**DOCUMENT SECTION**.
================

Area B: Land CO2 sources and sinks
Currently, land ecosystems globally represent a significant net carbon sink, driven by natural processes greatly perturbed by a variety of human influences, including past and present land management practices, increasing atmospheric CO2 concentrations, nitrogen deposition and climate change itself. They are also a significant source of anthropogenic greenhouse gas emissions. Natural responses to environmental change and management effects overlap and interact in space and time, making the isolation of different factors (natural and anthropogenic) challenging or even impossible. Projects will aim to further our understanding of the key factors that have driven land carbon fluxes in the past and improving their quantification under present conditions and facilitating their projection under relevant climate and land use scenarios.
Area C: Reconciliation of different land use CO2 emission estimates
The climate science and national emissions reporting communities have historically used different interpretations of anthropogenic land-based CO2 emissions and removals, leading to varying estimates with significant policy implications for assessing climate progress. It is crucial to reconcile these definitions with due consideration for lateral transfers of carbon to ensure comparability across global, regional, and national scales, to foster integration between different expert communities and approaches and to support policy negotiations and decision-making approaches. Through innovative approaches, the projects should enhance confidence in land-use CO2 flux estimates and enable more accurate assessments of national and collective climate progress, as well as alternative land-based climate policy options.
[1] https://datahelpdesk.worldbank.org/knowledgebase/articles/906519-world-bank-country-and-lendinggroups; standard Horizon Europe funding rules apply - only participants from some of these countries are automatically eligible for funding
Expected Outcome
Project results are expected to contribute to some of the following expected outcomes:
- Better understanding of oceanic carbon dioxide (CO2) sources and sinks, their drivers and dynamics under different climate scenarios, including their responses to human interventions;
- Better understanding of land ecosystem CO2 sources and sinks, their drivers (both natural and anthropogenic) and their evolution under future climate and land-based mitigation scenarios;
- Progress on reconciling estimates of anthropogenic CO2 emissions and removals from land originating from the climate science and national emissions reporting communities;
- More consistent representation and quantification of lateral transfers of carbon.

================

**EXTRACTED INFORMATION**.
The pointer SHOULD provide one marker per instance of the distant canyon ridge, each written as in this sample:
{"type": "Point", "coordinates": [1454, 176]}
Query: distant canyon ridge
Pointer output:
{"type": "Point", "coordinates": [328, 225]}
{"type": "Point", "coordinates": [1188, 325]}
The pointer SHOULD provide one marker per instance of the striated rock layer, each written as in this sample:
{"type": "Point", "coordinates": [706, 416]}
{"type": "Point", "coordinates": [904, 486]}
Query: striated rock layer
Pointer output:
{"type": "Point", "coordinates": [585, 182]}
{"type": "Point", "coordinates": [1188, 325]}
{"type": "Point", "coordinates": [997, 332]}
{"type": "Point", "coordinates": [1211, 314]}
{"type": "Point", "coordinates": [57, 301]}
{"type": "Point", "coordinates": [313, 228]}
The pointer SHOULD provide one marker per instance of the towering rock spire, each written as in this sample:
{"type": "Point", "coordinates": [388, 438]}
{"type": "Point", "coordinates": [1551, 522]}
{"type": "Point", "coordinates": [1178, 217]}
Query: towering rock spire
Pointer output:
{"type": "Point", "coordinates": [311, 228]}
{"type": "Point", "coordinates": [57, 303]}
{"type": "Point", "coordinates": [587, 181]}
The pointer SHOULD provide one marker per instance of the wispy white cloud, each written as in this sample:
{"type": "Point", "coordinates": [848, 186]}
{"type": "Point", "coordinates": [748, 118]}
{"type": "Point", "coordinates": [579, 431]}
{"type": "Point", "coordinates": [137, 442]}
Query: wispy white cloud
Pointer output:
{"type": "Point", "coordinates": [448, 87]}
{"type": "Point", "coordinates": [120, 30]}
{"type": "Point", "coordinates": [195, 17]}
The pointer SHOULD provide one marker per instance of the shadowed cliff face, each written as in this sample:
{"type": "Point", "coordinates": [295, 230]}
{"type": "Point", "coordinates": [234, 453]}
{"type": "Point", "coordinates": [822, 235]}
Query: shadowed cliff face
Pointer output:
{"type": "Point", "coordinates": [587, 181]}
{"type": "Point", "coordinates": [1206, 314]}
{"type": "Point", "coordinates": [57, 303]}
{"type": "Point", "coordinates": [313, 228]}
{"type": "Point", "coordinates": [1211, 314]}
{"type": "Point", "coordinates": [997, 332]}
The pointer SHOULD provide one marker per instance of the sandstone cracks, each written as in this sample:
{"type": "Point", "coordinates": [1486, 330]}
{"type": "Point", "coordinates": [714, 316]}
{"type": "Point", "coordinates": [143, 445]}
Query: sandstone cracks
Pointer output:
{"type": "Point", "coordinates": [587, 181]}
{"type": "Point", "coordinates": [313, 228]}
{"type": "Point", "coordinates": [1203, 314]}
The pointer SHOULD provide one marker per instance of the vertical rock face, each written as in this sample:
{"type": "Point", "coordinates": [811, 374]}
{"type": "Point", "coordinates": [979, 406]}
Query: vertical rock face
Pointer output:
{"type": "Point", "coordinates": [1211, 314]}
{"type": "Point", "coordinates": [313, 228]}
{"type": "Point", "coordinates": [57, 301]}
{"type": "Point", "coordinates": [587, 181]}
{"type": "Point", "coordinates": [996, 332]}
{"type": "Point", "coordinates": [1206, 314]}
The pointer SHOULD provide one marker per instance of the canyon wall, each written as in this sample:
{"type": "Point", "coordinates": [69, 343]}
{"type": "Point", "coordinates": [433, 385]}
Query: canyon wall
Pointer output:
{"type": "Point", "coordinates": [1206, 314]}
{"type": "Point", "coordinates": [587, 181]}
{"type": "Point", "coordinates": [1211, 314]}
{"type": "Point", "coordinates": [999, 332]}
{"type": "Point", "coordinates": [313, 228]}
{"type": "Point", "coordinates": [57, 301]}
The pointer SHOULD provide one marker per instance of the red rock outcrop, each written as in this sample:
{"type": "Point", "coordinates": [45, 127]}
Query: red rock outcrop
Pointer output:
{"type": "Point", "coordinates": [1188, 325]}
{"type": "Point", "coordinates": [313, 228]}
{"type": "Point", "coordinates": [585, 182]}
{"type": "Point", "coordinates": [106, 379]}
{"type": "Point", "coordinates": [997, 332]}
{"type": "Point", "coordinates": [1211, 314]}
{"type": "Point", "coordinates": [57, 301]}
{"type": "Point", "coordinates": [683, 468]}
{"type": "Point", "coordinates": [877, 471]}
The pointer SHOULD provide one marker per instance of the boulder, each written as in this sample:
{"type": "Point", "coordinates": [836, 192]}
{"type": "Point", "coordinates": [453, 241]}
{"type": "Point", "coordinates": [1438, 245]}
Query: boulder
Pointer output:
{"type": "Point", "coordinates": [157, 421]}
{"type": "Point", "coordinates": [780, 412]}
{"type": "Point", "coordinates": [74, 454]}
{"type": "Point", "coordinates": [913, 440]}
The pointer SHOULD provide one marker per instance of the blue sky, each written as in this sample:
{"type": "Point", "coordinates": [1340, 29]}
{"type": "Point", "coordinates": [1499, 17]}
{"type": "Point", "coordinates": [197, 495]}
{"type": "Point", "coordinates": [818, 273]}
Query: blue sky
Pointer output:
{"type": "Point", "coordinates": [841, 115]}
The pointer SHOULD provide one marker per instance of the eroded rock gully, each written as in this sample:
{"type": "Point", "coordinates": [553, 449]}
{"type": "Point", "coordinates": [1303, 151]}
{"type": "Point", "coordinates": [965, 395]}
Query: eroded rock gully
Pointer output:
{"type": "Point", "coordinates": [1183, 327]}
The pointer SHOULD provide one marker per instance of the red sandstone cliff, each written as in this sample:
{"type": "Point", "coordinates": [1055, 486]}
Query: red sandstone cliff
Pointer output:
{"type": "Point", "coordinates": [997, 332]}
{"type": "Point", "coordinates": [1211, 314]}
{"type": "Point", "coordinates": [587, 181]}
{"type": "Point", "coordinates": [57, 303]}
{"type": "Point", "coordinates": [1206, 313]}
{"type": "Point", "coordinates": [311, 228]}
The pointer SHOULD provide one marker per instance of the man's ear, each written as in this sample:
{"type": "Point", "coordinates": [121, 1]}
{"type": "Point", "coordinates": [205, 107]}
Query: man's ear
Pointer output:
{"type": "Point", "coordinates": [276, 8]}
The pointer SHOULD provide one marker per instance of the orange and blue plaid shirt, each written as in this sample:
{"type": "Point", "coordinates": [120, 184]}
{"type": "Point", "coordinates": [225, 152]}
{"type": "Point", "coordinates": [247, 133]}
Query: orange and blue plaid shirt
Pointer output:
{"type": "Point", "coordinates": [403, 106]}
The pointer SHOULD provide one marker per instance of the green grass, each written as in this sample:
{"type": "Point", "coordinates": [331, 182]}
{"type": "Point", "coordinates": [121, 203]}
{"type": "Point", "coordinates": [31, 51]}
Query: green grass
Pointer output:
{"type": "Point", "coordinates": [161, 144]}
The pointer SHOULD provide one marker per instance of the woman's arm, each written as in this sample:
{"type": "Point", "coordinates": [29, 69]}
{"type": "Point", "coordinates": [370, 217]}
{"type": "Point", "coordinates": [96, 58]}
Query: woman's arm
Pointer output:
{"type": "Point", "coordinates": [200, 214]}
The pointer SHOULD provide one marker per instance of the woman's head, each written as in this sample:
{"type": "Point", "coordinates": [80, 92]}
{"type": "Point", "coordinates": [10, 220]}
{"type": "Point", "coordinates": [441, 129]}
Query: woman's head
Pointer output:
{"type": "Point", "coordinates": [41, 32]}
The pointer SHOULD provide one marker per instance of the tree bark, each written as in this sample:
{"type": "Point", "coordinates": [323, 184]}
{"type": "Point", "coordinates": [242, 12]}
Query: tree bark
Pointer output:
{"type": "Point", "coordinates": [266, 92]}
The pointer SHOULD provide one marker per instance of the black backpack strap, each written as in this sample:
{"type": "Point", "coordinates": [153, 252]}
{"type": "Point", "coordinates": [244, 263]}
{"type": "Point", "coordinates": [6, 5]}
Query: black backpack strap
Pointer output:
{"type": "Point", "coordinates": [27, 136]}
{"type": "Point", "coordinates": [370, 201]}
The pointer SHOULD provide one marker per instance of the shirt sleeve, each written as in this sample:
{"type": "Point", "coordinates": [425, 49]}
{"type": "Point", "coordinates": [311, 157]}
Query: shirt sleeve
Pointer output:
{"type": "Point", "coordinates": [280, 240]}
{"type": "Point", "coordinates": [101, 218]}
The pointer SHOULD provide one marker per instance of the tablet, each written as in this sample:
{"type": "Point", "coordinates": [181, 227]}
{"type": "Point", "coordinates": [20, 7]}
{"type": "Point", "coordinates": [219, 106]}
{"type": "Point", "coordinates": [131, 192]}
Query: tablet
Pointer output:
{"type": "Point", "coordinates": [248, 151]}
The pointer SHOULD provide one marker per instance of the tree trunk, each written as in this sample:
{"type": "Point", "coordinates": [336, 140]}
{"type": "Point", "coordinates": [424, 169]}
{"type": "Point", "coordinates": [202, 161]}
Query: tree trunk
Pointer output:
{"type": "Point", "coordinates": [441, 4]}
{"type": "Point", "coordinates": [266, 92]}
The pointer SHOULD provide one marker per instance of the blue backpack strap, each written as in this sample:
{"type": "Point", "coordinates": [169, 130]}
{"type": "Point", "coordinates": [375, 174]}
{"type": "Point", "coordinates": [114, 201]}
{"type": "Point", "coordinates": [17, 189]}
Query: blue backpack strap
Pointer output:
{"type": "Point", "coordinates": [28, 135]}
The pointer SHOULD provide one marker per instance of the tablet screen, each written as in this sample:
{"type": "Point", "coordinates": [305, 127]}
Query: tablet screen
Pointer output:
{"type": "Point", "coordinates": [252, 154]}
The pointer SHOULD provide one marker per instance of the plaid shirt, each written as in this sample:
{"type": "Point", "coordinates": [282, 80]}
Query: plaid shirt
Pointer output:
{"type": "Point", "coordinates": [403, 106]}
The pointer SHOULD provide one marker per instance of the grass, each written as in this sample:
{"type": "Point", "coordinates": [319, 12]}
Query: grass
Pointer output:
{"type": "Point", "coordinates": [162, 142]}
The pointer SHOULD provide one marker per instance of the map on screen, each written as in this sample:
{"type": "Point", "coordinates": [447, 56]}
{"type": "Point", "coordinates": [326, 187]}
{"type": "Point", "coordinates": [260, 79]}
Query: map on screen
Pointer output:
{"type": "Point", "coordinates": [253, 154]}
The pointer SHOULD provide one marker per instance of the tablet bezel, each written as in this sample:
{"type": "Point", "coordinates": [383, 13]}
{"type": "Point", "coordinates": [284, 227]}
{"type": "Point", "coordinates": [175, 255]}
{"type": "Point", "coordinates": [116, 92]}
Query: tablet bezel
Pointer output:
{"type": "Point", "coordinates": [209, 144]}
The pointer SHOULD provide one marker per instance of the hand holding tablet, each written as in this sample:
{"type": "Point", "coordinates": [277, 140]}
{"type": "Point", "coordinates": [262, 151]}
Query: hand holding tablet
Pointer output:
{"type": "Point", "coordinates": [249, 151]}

================

**EXERCISE TASK 1**. Please retype the stretch of the CO2 sources and sinks text from "Area B: Land" through "land use scenarios.".
**EXERCISE TASK 2**. Continue the CO2 sources and sinks text from the point where it stops.
The items are not needed for this work.

**EXERCISE RESULT 1**.
Area B: Land CO2 sources and sinks
Currently, land ecosystems globally represent a significant net carbon sink, driven by natural processes greatly perturbed by a variety of human influences, including past and present land management practices, increasing atmospheric CO2 concentrations, nitrogen deposition and climate change itself. They are also a significant source of anthropogenic greenhouse gas emissions. Natural responses to environmental change and management effects overlap and interact in space and time, making the isolation of different factors (natural and anthropogenic) challenging or even impossible. Projects will aim to further our understanding of the key factors that have driven land carbon fluxes in the past and improving their quantification under present conditions and facilitating their projection under relevant climate and land use scenarios.

**EXERCISE RESULT 2**.
Scope
Understanding the mechanisms and drivers of land (including inland waters) and ocean carbon sinks and sources is crucial for accurate climate models and scenarios and informing climate mitigation strategies. However, significant gaps and uncertainties remain in quantifying these complex processes and their components. It is essential to better understand the roles of anthropogenic and natural drivers of carbon fluxes, in particular the surface-to-air flux. This is necessary for reconciling conceptual discrepancies among estimates and assessing the implications for future trends and mitigation potential, taking into account that mitigation actions need to be additional to natural processes and business-as-usual and that the remaining carbon budget depends, inter alia, on assumptions on sinks.
Proposals are expected to address only one of the three areas identified below - which should be clearly indicated, while ensuring coordination and cooperation across projects to address consistency in key factors, such as data, scenarios and models used or the representation of lateral transport of carbon (e.g., through river transport or harvest). Selected proposals may consider the involvement of the European Commission's Joint Research Centre (JRC) whose contribution could consist of scientific advice, specialised analytical expertise and data. This topic is part of a coordination initiative between ESA and the European Commission on Earth System Science (ESSI) under the Carbon Cluster. Successful consortia will be asked to coordinate with projects that will be selected under ESA’s FutureEO programme to facilitate access to and uptake of satellite data products and related tools or methodologies. To this end, proposals should foresee sufficient means for effective coordination (i.e. cluster meetings, joint data management, potential joint actions).
International cooperation is generally encouraged, in particular with low and lower/upper-middle-income countries[1].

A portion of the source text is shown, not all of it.